▼

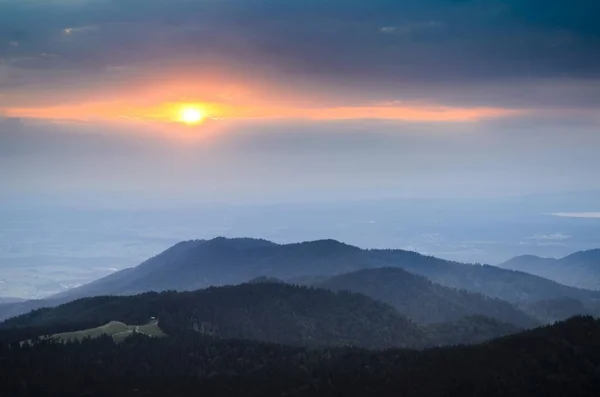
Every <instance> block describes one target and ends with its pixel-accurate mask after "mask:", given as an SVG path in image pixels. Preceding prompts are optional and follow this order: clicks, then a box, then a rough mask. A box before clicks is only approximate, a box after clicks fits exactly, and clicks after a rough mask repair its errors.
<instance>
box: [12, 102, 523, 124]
mask: <svg viewBox="0 0 600 397" xmlns="http://www.w3.org/2000/svg"><path fill="white" fill-rule="evenodd" d="M186 106H194V107H198V108H200V109H201V110H202V111H203V112H204V113H205V114H206V115H207V116H208V117H209V118H213V119H265V120H268V119H299V120H303V119H304V120H359V119H380V120H397V121H408V122H473V121H478V120H482V119H487V118H495V117H505V116H511V115H516V114H519V113H522V111H518V110H513V109H503V108H491V107H474V108H461V107H449V106H434V105H412V106H411V105H404V106H398V105H369V106H343V107H335V106H332V107H327V106H325V107H297V106H274V105H270V104H268V103H267V104H259V105H231V104H227V103H210V102H209V103H207V102H201V101H181V102H169V103H162V104H157V105H154V106H139V105H136V104H132V103H127V102H123V101H112V102H100V103H98V102H91V103H82V104H75V105H62V106H47V107H20V108H6V109H4V112H3V113H4V114H5V115H6V116H8V117H19V118H36V119H50V120H74V121H96V120H98V121H115V120H131V121H147V122H163V123H171V122H178V121H180V120H179V114H180V111H181V108H182V107H186Z"/></svg>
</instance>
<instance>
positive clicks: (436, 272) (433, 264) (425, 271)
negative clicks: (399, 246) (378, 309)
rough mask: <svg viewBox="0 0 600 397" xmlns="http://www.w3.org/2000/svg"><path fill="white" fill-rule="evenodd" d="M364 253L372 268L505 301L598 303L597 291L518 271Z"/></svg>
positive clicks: (492, 267) (401, 256) (519, 301)
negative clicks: (394, 268) (578, 287)
mask: <svg viewBox="0 0 600 397" xmlns="http://www.w3.org/2000/svg"><path fill="white" fill-rule="evenodd" d="M368 253H369V259H370V263H371V264H372V265H373V266H374V267H400V268H402V269H405V270H406V271H408V272H410V273H415V274H419V275H422V276H425V277H427V278H428V279H430V280H431V281H434V282H436V283H439V284H442V285H446V286H449V287H454V288H458V289H465V290H467V291H471V292H476V293H480V294H483V295H487V296H490V297H493V298H499V299H503V300H506V301H508V302H513V303H517V302H535V301H539V300H543V299H556V298H574V299H578V300H580V301H581V302H582V303H584V304H588V303H589V304H597V303H598V302H599V301H600V293H599V292H596V291H589V290H585V289H580V288H574V287H569V286H565V285H562V284H559V283H557V282H555V281H552V280H548V279H545V278H542V277H539V276H535V275H531V274H529V273H525V272H522V271H515V270H510V269H503V268H500V267H495V266H490V265H480V264H474V265H471V264H464V263H459V262H453V261H447V260H444V259H440V258H435V257H432V256H425V255H421V254H418V253H416V252H409V251H402V250H372V251H368Z"/></svg>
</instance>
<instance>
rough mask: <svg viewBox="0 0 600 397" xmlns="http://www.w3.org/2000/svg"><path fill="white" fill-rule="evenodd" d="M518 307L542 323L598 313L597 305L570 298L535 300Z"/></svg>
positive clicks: (597, 308)
mask: <svg viewBox="0 0 600 397" xmlns="http://www.w3.org/2000/svg"><path fill="white" fill-rule="evenodd" d="M519 307H520V308H521V309H522V310H523V311H524V312H525V313H528V314H529V315H530V316H532V317H534V318H536V319H538V321H541V322H543V323H553V322H556V321H562V320H566V319H568V318H570V317H573V316H577V315H582V314H587V315H595V316H598V315H600V310H598V307H586V306H584V305H583V303H581V302H580V301H578V300H577V299H572V298H559V299H546V300H541V301H536V302H527V303H522V304H520V305H519Z"/></svg>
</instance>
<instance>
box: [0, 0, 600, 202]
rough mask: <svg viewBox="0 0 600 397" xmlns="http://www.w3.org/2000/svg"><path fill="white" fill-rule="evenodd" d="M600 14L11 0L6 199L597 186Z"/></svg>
mask: <svg viewBox="0 0 600 397" xmlns="http://www.w3.org/2000/svg"><path fill="white" fill-rule="evenodd" d="M597 15H600V3H599V2H597V1H594V0H569V1H563V0H545V1H541V0H505V1H496V0H473V1H470V0H287V1H286V0H196V1H191V0H57V1H48V0H19V1H17V0H0V195H5V196H15V197H39V196H42V195H48V194H55V195H62V196H66V197H79V196H81V195H89V196H98V195H103V194H109V193H115V192H133V193H134V194H137V195H140V197H151V196H152V197H167V198H180V197H188V198H191V199H197V200H208V201H234V202H247V201H258V202H261V201H265V200H275V201H277V200H282V201H289V200H308V199H310V200H315V199H316V200H320V199H324V200H325V199H327V200H331V199H334V200H337V199H340V198H343V199H348V198H380V197H503V196H512V195H521V194H537V193H548V192H565V191H578V190H598V189H600V178H598V177H597V170H598V169H600V156H598V152H599V149H600V111H599V110H598V109H599V108H600V25H599V24H598V23H597ZM592 210H594V209H592Z"/></svg>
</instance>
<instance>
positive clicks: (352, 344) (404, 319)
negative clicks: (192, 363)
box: [0, 282, 519, 348]
mask: <svg viewBox="0 0 600 397" xmlns="http://www.w3.org/2000/svg"><path fill="white" fill-rule="evenodd" d="M400 287H401V286H400ZM440 302H443V299H439V298H438V299H435V300H433V301H431V302H430V303H429V304H424V303H422V310H430V311H435V310H437V311H438V312H439V309H436V308H435V307H434V306H435V305H436V304H438V303H440ZM443 307H445V306H443ZM151 317H156V318H158V319H159V321H160V328H161V329H162V330H163V331H164V332H166V333H167V334H168V335H171V336H175V335H181V334H187V333H195V334H200V335H207V336H218V337H220V338H230V339H232V338H233V339H251V340H258V341H263V342H273V343H282V344H288V345H295V346H307V347H319V346H358V347H365V348H387V347H411V348H424V347H427V346H438V345H447V344H457V343H463V344H468V343H477V342H481V341H485V340H488V339H492V338H495V337H499V336H503V335H508V334H511V333H516V332H518V331H519V328H518V327H516V326H514V325H511V324H508V323H505V322H501V321H499V320H496V319H491V318H482V316H480V315H479V316H467V317H464V318H461V319H457V320H454V321H451V322H446V323H436V324H430V325H427V326H423V325H418V324H416V323H414V322H412V321H411V320H410V319H408V318H407V317H405V316H403V315H402V314H401V313H399V312H398V311H397V310H395V309H394V308H393V307H392V306H390V305H388V304H386V303H383V302H379V301H377V300H374V299H372V298H370V297H368V296H365V295H362V294H357V293H351V292H347V291H339V292H333V291H329V290H325V289H319V288H313V287H303V286H292V285H288V284H281V283H271V282H266V283H265V282H262V283H248V284H242V285H239V286H230V287H217V288H209V289H206V290H201V291H195V292H161V293H145V294H141V295H136V296H119V297H117V296H102V297H95V298H85V299H80V300H77V301H74V302H71V303H68V304H65V305H62V306H59V307H57V308H49V309H39V310H36V311H33V312H31V313H28V314H25V315H22V316H19V317H16V318H13V319H10V320H7V321H5V322H4V323H2V324H0V340H5V341H8V342H17V341H23V340H29V339H33V338H35V337H38V336H44V335H53V334H56V333H62V332H69V331H78V330H82V329H88V328H94V327H97V326H100V325H104V324H106V323H108V322H110V321H121V322H124V323H126V324H144V323H146V322H148V320H149V319H150V318H151Z"/></svg>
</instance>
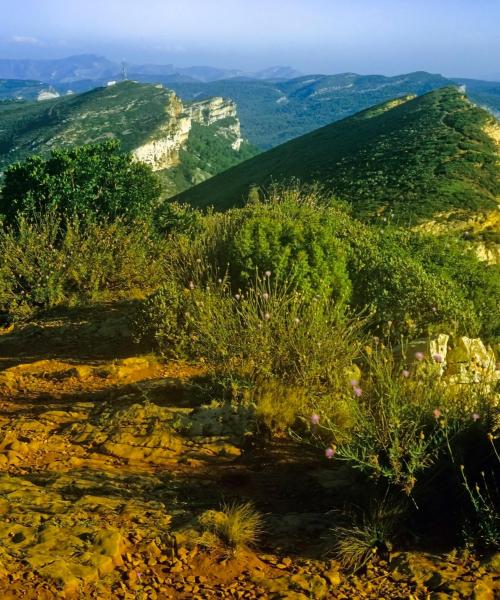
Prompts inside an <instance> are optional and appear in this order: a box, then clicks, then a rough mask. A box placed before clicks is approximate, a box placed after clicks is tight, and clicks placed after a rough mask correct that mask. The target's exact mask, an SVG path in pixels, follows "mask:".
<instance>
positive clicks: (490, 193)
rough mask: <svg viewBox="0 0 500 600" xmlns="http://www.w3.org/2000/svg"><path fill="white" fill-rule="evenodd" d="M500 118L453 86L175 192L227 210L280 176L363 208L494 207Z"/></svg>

▲

## PROMPT
From the entries above, copy every line that holds the word "then".

## SOLUTION FOR THIS PROBLEM
Every <instance> block describes one target and ends with its pixel-accurate mask after "mask:", given as an SVG path in image pixels. Preceding prompts are optional and follow this order: clicks, then a box, then a rough mask. A box before clicks is only approximate, a box after clicks fits exactly, and clicks after a rough mask repair its errors.
Prompts inside an <instance> are optional and appear in this order: a box, then clicks, then a rough mask. A box placed before clicks is approximate, a box placed after clicks is tight, and clicks placed after a rough mask correct that mask. The target's exact mask, an SVG path in pixels, follows "mask:".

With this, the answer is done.